What to produce:
Swap "ornament" for "bauble" in the part of the rows that opens with the line containing "Every instance of the red christmas" and closes with the line containing "x=205 y=228". Reproduce only those lines, with nothing else changed.

***** Material shown

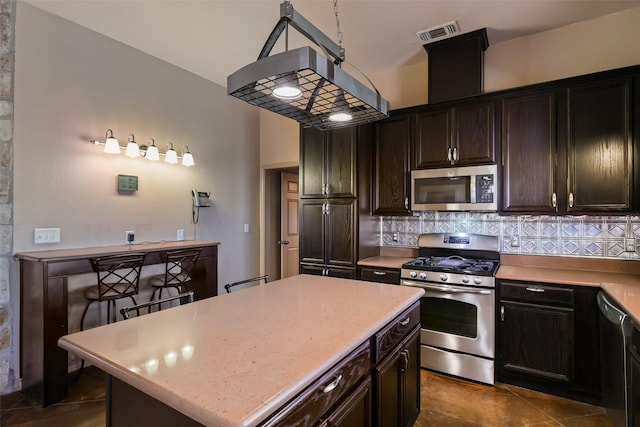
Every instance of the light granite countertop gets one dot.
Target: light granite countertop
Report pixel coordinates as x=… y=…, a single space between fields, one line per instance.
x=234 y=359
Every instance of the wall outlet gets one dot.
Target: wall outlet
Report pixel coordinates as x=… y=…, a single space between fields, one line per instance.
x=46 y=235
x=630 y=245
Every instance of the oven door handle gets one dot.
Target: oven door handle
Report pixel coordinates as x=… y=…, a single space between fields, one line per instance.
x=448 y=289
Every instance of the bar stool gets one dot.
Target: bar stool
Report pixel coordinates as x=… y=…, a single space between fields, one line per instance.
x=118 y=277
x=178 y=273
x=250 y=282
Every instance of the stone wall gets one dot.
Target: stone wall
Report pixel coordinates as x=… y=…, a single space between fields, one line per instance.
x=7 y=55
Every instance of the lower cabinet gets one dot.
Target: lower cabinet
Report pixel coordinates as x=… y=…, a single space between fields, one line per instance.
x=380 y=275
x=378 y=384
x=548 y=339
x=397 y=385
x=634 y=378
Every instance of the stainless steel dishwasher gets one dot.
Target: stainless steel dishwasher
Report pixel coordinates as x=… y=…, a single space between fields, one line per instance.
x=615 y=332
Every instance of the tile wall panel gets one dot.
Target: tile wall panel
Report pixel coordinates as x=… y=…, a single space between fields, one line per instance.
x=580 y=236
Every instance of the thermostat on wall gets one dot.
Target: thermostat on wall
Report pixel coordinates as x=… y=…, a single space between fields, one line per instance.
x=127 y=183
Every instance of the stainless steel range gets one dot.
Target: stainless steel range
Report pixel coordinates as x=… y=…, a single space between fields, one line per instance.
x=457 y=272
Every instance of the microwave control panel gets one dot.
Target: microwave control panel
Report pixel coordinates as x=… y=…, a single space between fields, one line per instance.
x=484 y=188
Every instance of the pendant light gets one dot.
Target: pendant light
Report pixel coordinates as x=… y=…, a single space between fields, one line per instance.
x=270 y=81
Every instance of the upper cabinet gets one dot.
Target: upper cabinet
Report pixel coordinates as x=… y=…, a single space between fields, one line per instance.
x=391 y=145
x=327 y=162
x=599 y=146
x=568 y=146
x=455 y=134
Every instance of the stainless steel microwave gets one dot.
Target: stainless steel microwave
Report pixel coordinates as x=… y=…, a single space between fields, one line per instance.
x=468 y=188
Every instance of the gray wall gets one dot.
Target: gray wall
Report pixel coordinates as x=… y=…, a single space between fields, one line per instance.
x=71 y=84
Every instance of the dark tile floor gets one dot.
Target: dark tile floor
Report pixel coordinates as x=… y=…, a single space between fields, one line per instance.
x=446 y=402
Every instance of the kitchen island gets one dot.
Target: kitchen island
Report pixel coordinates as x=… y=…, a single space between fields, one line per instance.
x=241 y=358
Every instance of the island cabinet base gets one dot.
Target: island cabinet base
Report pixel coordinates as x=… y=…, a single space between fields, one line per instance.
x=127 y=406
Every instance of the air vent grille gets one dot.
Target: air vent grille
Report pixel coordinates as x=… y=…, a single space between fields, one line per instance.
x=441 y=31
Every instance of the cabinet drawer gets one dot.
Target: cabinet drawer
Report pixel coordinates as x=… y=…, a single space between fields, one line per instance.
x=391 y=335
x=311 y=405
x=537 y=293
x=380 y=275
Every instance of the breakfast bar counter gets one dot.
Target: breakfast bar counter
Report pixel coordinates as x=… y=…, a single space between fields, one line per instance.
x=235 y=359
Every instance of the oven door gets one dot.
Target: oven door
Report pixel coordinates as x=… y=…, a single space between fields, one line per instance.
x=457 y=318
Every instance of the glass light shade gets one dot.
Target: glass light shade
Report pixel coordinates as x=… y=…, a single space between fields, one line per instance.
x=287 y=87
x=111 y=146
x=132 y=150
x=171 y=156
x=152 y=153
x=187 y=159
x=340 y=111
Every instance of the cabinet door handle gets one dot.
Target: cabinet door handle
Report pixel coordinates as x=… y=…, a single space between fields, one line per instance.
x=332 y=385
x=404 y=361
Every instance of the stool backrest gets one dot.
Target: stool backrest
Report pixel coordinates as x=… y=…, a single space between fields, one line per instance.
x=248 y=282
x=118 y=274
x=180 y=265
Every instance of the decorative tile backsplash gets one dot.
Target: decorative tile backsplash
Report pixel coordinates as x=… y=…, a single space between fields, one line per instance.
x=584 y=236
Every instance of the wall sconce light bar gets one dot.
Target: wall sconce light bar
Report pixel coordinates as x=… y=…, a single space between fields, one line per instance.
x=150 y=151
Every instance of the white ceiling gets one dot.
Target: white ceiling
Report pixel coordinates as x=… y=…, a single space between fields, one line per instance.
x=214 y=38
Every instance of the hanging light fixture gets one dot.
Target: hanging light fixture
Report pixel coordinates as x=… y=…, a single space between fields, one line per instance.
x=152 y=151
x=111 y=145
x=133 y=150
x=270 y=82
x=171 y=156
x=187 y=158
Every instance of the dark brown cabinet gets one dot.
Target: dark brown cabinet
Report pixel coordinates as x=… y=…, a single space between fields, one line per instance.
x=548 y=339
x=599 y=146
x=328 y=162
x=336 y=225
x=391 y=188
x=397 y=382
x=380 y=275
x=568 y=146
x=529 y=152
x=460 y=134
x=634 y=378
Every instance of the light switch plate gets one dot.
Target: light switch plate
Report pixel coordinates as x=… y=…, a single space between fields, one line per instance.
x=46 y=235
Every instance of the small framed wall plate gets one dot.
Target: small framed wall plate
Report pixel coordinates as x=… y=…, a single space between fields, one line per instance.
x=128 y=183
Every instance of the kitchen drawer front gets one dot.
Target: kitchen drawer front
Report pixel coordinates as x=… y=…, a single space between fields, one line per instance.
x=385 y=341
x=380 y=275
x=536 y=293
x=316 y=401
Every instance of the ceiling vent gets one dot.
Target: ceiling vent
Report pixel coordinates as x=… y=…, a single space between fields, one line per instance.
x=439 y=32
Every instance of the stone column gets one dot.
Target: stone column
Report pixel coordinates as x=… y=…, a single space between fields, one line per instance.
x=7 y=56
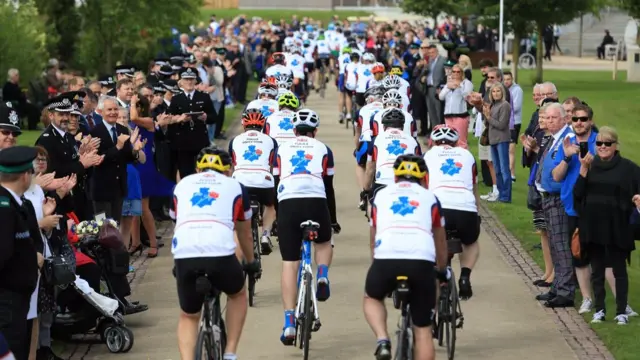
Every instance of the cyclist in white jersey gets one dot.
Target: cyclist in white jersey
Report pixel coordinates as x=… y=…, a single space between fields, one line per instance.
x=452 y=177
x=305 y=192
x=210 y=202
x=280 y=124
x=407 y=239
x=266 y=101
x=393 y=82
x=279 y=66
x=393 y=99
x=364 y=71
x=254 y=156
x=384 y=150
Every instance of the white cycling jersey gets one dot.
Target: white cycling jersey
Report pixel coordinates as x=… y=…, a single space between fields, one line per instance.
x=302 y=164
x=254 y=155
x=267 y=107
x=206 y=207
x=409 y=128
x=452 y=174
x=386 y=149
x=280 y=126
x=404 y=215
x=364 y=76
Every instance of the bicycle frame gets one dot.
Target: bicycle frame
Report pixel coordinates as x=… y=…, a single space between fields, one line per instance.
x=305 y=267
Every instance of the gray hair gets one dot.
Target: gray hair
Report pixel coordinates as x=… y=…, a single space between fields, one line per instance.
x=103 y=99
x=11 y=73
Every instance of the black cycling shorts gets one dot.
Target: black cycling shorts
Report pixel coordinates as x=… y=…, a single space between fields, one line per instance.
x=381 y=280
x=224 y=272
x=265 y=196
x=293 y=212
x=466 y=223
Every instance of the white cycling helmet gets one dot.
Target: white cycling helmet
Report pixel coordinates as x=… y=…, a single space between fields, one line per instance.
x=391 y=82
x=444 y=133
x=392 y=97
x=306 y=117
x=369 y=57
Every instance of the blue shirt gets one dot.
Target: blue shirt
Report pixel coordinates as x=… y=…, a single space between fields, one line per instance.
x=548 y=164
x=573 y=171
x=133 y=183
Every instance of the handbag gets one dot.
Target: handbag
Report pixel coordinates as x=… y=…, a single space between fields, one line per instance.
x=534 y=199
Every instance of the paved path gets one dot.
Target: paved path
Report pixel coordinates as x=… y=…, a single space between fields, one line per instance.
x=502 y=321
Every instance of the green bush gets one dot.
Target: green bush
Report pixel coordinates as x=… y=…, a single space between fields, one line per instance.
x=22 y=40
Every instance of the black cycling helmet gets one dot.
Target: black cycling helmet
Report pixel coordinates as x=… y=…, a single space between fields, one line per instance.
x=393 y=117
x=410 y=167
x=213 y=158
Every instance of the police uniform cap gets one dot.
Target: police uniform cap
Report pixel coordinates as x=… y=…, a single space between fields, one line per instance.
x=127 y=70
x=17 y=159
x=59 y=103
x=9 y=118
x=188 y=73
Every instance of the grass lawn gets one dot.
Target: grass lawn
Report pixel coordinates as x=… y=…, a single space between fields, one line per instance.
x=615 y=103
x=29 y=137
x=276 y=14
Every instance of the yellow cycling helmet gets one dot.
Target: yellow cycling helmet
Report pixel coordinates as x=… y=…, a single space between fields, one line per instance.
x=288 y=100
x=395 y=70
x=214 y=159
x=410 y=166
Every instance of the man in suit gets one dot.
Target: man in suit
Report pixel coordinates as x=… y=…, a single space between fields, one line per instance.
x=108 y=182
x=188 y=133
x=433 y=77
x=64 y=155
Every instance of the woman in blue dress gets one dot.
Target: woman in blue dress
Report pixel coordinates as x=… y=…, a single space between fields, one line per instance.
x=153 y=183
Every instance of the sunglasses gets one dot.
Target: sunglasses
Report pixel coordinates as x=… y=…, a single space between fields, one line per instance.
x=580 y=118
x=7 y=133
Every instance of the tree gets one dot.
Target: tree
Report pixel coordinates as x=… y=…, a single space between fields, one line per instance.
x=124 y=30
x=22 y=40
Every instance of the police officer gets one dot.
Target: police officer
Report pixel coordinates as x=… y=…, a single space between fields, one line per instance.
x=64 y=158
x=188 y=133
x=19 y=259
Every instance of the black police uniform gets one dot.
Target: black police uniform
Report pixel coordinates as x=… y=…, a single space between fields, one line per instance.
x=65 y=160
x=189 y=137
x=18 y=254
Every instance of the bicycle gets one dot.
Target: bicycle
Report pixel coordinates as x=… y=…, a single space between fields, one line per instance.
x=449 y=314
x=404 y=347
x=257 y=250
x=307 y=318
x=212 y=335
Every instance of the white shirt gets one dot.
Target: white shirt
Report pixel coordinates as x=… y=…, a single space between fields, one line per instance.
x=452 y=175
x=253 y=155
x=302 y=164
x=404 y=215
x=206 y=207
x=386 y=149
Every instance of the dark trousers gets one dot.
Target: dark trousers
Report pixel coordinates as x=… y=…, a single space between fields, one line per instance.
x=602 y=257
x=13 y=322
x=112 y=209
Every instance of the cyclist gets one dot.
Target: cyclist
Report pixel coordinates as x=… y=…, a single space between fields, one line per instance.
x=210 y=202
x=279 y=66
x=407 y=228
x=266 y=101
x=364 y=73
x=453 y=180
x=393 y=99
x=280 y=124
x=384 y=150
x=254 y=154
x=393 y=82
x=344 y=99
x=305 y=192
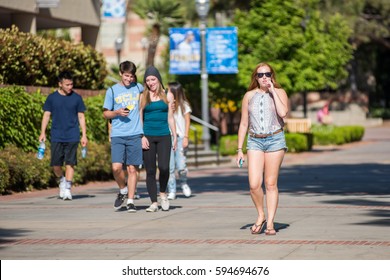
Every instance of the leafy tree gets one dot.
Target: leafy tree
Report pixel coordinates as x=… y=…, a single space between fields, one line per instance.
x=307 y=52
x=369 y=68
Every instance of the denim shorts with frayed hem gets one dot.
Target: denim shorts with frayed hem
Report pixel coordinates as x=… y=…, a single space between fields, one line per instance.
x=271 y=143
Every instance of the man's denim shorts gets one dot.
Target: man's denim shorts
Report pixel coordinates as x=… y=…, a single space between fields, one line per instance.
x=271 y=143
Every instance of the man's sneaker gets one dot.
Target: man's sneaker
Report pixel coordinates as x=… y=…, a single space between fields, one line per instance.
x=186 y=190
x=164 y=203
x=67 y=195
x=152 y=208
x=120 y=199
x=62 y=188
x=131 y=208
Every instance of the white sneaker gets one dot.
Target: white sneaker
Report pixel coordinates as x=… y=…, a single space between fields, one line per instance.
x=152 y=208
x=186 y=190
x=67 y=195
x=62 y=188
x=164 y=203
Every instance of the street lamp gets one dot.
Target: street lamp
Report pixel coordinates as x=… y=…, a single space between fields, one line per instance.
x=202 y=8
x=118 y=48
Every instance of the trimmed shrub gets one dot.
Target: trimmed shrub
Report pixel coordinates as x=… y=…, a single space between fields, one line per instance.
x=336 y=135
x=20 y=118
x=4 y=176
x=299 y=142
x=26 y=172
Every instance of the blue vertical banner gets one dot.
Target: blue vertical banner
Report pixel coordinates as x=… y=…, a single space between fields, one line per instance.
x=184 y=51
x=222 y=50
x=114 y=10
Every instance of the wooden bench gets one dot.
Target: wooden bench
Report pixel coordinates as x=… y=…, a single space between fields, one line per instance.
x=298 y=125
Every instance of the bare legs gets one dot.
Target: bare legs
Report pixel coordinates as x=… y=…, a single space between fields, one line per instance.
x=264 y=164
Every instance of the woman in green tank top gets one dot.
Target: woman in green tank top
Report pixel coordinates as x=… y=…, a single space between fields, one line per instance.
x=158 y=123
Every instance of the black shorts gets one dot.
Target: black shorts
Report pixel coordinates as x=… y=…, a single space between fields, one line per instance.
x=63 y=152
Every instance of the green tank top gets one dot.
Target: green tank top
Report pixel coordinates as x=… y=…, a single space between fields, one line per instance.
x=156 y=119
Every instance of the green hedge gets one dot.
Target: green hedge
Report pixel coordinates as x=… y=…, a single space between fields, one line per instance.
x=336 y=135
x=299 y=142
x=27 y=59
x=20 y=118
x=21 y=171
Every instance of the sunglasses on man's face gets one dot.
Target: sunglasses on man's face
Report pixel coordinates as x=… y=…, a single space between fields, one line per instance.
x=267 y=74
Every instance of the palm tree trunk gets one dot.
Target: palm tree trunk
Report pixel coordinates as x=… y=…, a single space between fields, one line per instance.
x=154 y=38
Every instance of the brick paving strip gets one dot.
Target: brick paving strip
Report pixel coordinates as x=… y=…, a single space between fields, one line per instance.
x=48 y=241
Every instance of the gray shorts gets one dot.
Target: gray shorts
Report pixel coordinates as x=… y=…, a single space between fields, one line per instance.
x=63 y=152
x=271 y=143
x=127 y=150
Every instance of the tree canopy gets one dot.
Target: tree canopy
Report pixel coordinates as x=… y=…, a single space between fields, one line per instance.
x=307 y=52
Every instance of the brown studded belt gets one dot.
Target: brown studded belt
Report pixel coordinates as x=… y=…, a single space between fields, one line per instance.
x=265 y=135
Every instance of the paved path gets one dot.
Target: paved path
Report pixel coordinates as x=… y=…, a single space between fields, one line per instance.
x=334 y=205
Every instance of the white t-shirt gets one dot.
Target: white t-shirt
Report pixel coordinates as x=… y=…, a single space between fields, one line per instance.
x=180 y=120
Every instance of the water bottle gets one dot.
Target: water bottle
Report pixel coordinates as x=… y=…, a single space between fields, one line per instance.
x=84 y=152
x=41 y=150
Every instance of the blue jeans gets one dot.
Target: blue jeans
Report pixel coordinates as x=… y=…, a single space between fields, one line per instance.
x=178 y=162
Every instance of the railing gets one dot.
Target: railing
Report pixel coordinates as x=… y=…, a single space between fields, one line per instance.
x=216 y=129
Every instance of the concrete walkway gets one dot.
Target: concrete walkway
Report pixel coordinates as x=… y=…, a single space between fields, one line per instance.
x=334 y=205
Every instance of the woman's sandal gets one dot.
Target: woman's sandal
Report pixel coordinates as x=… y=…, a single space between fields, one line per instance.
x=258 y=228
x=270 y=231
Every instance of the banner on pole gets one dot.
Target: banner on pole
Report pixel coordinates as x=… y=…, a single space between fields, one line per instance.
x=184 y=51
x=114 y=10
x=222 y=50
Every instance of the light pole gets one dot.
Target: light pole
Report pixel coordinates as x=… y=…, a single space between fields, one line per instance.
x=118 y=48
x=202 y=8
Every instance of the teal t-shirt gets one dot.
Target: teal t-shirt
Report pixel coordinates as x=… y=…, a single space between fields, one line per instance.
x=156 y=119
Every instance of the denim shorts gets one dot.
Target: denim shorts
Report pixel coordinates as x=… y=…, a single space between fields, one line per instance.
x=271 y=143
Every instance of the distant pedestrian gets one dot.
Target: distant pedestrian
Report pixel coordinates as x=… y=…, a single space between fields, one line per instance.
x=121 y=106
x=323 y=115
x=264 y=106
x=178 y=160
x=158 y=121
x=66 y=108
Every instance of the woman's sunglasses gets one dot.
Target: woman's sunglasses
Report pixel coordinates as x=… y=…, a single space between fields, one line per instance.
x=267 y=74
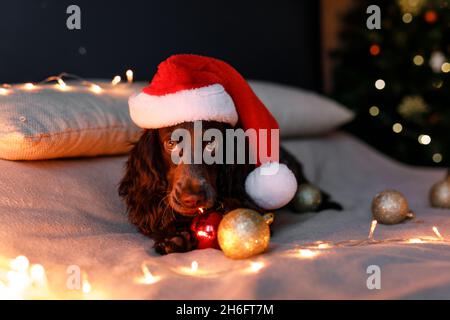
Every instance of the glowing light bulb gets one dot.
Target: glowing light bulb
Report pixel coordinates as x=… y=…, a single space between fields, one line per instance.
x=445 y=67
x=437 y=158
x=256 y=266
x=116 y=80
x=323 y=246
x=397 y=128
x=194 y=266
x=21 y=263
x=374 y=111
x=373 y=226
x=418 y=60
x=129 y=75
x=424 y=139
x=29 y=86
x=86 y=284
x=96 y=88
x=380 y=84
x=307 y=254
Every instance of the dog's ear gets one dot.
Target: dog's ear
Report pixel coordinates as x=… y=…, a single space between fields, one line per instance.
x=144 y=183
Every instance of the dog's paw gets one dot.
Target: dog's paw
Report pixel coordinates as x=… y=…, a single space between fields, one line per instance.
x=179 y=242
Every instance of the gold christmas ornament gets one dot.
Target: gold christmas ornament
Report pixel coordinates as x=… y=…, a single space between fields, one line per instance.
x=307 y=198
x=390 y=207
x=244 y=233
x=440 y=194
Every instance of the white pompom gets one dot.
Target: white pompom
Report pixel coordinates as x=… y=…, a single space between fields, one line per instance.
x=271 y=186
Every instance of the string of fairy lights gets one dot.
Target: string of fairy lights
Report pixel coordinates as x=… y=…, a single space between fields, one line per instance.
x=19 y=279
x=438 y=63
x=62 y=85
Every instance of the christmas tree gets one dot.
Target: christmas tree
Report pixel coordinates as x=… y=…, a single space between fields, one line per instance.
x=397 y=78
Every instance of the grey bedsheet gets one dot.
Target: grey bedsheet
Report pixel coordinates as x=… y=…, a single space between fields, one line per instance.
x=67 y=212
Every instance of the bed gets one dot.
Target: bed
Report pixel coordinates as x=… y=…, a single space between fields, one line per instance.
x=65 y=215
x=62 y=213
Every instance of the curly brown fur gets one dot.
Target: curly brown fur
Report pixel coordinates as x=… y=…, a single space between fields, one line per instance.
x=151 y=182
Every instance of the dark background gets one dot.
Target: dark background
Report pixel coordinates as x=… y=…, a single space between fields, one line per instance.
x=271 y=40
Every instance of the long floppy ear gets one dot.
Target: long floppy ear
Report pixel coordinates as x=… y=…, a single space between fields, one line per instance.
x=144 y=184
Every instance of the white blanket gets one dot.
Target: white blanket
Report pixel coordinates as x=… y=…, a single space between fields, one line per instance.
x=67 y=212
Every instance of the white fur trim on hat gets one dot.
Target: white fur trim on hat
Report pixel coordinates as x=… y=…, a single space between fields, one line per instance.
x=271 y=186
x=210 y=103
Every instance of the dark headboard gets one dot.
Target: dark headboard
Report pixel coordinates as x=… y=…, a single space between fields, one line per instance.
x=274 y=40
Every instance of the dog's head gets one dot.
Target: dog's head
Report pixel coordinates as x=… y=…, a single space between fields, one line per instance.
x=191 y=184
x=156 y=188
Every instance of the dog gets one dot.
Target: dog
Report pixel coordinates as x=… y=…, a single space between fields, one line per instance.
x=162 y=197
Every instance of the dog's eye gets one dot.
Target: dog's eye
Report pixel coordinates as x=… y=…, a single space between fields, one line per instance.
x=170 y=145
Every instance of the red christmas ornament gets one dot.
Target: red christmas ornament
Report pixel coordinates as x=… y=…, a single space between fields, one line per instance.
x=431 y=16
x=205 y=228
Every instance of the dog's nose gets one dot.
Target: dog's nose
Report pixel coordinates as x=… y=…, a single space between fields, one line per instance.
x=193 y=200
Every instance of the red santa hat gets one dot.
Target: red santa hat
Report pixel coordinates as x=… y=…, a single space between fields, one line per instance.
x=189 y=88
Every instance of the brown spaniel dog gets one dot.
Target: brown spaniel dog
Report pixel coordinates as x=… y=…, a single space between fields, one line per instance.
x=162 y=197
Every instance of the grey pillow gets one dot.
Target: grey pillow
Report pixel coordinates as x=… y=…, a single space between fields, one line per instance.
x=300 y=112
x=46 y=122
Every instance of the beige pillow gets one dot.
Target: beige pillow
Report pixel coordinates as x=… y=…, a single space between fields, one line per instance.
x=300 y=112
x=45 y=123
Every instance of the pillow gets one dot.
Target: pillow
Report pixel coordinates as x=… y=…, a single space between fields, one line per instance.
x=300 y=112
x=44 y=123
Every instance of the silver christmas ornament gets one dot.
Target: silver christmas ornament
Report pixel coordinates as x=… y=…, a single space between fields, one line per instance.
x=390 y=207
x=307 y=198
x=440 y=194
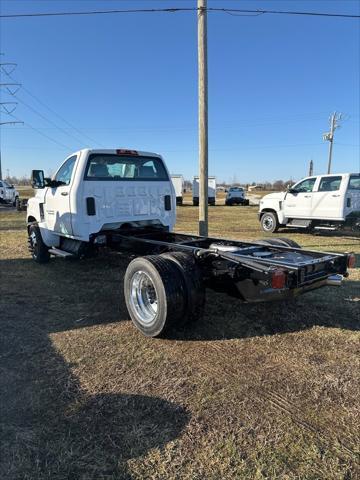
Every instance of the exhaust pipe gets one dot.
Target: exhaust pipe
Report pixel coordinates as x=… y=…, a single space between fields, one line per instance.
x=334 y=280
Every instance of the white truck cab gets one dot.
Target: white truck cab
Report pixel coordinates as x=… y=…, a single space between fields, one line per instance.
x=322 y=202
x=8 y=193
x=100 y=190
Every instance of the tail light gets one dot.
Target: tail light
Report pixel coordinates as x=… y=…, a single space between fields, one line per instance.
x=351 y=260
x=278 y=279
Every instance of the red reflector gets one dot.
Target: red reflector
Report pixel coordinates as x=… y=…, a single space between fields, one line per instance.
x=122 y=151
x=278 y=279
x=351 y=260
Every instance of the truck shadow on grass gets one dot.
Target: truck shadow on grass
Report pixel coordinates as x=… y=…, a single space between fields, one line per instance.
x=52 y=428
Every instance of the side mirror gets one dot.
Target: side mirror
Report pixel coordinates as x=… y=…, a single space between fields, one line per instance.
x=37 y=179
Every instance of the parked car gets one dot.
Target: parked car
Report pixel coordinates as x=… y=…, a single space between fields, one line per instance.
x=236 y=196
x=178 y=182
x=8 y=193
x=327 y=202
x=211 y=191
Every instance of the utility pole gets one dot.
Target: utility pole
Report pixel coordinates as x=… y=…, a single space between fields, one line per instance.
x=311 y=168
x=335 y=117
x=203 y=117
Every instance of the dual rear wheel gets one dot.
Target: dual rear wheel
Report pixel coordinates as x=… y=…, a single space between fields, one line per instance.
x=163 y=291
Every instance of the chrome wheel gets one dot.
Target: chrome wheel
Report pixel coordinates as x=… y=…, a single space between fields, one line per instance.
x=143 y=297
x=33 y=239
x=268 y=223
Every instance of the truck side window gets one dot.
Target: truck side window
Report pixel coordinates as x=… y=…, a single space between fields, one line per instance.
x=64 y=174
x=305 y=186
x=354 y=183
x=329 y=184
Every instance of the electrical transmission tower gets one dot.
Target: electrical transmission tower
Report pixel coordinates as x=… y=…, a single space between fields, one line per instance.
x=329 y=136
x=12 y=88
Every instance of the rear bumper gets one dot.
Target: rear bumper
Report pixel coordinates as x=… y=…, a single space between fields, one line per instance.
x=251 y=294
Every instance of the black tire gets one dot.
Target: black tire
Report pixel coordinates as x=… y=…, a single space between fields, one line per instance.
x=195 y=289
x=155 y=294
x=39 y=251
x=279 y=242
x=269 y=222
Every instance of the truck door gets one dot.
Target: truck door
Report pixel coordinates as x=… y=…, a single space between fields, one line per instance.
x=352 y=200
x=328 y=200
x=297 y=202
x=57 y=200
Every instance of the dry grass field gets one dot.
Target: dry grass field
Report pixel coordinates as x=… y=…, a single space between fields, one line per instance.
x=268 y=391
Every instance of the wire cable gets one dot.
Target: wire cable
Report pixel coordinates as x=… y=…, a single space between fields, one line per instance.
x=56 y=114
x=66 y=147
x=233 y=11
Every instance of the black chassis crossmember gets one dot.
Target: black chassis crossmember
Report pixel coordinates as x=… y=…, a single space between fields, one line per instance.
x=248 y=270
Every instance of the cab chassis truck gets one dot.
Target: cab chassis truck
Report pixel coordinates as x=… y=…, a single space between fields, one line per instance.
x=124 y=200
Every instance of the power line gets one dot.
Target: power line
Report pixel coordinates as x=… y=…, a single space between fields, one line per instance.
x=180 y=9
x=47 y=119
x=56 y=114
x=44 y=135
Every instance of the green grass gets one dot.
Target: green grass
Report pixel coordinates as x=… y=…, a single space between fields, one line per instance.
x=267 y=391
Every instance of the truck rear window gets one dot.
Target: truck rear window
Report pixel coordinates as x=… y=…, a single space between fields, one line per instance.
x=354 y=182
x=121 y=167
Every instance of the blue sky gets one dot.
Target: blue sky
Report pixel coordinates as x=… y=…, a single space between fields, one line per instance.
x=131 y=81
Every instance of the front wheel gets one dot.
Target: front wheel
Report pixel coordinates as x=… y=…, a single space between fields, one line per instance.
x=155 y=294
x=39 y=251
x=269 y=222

**********

Solution:
Every instance of the red christmas bauble gets one dot.
Target: red christmas bauble
Report pixel coordinates as x=… y=…, a single space between fields, one line per instance.
x=431 y=16
x=205 y=228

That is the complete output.